▸ Working data:
──────────

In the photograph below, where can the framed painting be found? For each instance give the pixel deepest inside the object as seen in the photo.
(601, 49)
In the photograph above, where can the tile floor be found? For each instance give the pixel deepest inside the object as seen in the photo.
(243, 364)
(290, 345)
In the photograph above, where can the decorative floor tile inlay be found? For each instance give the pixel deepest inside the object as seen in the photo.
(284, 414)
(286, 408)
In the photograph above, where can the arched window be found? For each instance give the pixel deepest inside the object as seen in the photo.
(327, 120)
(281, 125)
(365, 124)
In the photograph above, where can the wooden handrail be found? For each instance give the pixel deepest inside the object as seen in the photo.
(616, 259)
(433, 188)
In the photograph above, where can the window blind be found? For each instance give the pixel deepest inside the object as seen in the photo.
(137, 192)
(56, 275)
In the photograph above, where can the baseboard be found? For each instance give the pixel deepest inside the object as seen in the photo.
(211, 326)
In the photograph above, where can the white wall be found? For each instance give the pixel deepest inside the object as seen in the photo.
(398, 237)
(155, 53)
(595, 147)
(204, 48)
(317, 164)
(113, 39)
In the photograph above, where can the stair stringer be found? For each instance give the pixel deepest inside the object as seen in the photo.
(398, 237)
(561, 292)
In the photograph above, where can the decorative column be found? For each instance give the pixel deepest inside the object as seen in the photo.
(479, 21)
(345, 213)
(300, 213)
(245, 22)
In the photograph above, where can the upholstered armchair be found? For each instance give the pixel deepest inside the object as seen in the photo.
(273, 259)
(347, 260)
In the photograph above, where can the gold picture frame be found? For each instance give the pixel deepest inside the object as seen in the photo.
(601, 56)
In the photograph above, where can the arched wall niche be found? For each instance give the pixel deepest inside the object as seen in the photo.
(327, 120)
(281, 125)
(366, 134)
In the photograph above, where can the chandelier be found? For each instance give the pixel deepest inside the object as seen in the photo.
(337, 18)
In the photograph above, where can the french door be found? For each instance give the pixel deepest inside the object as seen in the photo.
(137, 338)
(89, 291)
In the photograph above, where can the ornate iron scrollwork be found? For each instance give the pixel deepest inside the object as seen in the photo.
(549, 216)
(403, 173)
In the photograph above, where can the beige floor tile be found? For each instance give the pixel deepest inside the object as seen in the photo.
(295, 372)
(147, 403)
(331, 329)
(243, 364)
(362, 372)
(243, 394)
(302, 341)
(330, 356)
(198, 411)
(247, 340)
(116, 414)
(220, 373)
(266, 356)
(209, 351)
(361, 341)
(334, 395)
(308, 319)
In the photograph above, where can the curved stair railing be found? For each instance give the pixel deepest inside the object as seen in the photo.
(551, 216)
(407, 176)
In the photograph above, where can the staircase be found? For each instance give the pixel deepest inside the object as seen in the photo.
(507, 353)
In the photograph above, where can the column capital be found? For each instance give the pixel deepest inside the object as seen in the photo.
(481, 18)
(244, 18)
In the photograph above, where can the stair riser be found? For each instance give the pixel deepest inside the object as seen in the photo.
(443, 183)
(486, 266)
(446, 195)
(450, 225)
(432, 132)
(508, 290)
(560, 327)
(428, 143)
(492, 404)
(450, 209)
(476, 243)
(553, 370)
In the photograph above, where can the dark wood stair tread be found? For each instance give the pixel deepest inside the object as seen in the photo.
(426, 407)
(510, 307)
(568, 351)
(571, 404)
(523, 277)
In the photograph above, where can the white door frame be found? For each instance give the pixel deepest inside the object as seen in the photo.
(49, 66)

──────────

All lines from the one containing "In the photograph above, where can the white door" to the end of the records are to be duplicated exactly, and no other lines are to be given.

▸ Written answer:
In the photograph above, where can the white door frame be found? For each instance give the pixel deepest inside the object as seen in the photo.
(49, 66)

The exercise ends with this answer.